(Records from a dataset)
***
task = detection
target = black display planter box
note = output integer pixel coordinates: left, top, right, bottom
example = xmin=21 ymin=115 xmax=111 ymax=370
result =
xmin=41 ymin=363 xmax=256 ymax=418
***
* PROBLEM DESCRIPTION
Exactly as they stand above, repeat all the records.

* RESULT OF THIS TASK
task = detection
target = black display planter box
note = output integer pixel coordinates: left, top, right, bottom
example = xmin=21 ymin=115 xmax=111 ymax=370
result =
xmin=41 ymin=363 xmax=256 ymax=418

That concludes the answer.